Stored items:
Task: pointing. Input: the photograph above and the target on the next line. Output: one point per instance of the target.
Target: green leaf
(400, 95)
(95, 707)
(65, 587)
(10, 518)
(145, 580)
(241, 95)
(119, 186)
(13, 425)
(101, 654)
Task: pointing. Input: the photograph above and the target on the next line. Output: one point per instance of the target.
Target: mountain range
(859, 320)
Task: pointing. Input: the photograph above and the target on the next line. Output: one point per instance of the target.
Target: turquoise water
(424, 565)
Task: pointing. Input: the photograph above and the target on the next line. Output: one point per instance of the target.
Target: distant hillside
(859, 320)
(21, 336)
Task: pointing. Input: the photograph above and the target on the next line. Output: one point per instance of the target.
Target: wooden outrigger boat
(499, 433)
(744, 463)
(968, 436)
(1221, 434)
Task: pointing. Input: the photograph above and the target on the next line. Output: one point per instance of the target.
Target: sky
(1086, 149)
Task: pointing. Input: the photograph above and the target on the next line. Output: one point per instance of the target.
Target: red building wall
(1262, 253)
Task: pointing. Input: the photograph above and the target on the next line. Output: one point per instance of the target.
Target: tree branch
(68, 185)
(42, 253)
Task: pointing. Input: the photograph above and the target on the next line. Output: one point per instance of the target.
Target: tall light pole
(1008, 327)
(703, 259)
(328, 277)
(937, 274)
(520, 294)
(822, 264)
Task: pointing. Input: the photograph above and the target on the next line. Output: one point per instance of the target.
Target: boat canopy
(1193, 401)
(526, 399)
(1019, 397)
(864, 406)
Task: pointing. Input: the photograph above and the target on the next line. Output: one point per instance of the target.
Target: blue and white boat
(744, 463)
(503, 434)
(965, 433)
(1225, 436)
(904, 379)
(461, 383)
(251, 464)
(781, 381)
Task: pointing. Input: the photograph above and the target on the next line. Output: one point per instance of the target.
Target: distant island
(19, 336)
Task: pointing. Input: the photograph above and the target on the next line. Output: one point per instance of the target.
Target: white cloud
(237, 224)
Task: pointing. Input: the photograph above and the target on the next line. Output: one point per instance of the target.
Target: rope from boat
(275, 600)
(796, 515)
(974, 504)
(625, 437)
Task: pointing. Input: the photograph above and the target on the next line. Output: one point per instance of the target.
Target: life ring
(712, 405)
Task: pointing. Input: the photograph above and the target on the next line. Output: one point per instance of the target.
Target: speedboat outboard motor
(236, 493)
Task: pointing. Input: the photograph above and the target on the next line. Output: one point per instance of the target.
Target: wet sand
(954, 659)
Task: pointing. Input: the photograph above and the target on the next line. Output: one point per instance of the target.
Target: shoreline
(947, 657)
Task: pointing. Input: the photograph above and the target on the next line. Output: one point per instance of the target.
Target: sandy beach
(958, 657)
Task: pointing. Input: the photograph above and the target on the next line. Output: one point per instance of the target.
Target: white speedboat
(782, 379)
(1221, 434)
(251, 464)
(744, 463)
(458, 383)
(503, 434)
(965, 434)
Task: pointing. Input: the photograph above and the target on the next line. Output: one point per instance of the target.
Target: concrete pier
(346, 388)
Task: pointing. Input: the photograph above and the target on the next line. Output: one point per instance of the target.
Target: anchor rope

EXERCISE DETAILS: Reproduce every record, making sure each one stays exactly the same.

RESULT OF THE EXERCISE:
Task: pointing. Input: the photograph above and the target on the next line. Output: one point per instance of the target.
Target: green leaf
(400, 95)
(95, 707)
(65, 587)
(10, 518)
(145, 580)
(241, 95)
(119, 186)
(13, 425)
(101, 654)
Task: pointing. Input: the photograph above and the target on the next line. Output: one point per instance of the target.
Target: mountain range
(859, 320)
Task: pointing. Input: the photograph above and the target on the next line. Output: one point per instance of the target.
Target: turquoise water
(424, 565)
Task: pointing. Input: the photograph above and the target on the next line. Output: one point per instance of the target.
Target: distant hillside
(859, 320)
(21, 336)
Task: pointing. Input: the photograph above and the target on the next line. Output: one point per instance of the target.
Target: wooden outrigger boat
(499, 433)
(744, 463)
(968, 436)
(1221, 434)
Task: pointing. Input: the photograph above and the target on the next line. Output: one point per instance of the target.
Target: sky
(1086, 149)
Task: pointing. Input: the photograph above and the target on the next line. Output: one point per instance of the target.
Target: red building wall
(1262, 253)
Task: pointing. Input: the photograph above and the target on the next line. Output: one point per instance of the target.
Target: tree branch
(68, 185)
(42, 253)
Task: pointing. Input: the photograph above and the target on the next line. Output: one point per instance of the target.
Target: tall light pole
(1008, 327)
(703, 259)
(328, 277)
(937, 274)
(520, 294)
(822, 264)
Task: pointing. Input: the photograph above and the target on the next line. Output: one point per instance of the target.
Target: boat canopy
(1193, 401)
(526, 399)
(1019, 397)
(864, 406)
Task: pointing. Input: the photograph above and the target on the next line. Output: one point per instance of the target.
Target: blue and white boat
(744, 463)
(503, 434)
(965, 433)
(1225, 436)
(904, 379)
(461, 383)
(251, 464)
(781, 381)
Task: pointing. Input: the photograph above and the target on the next line. Output: one point per instance of the target.
Target: distant island
(19, 336)
Task: pointing. Input: the photograph above and the target on the next line. Output: one point per instance of the target.
Target: white cloud
(237, 224)
Task: pointing. Input: the photograph above and the target on the next line. Output: one point per instance of the target.
Target: rope from boat
(275, 600)
(796, 515)
(974, 504)
(625, 437)
Task: pointing. Input: the photograph above and the target on the next line. Output: one point per instance of the target.
Target: life ring
(712, 405)
Task: pointing. Input: the photograph above and the target on the next line. Output: one point per instance of the target.
Target: speedboat outboard motor
(236, 493)
Task: pointing. Input: the photograph above and the target on the next line. Output: one point per instance of the target.
Target: wet sand
(954, 659)
Task: pointing. Input: the photograph above and the target on the next line. Output: one point per instance of the target.
Target: shoreline
(947, 657)
Task: pointing. Input: the photograph above and the target on the next line. Output: one point per instance of the target.
Target: sandy beach
(958, 657)
Task: pointing. Input: the photograph above and the target on the next line. Output: one point per instance of the target.
Target: white speedboat
(782, 379)
(1221, 434)
(251, 464)
(744, 463)
(458, 383)
(503, 434)
(965, 434)
Task: pointing. Input: the photograph above and the target on the next line. Output: one point per instance of the target.
Target: concrete pier
(346, 388)
Task: pointing. Input: the photograph above and the target on the next line. Output: one point per instance of the target.
Target: anchor rope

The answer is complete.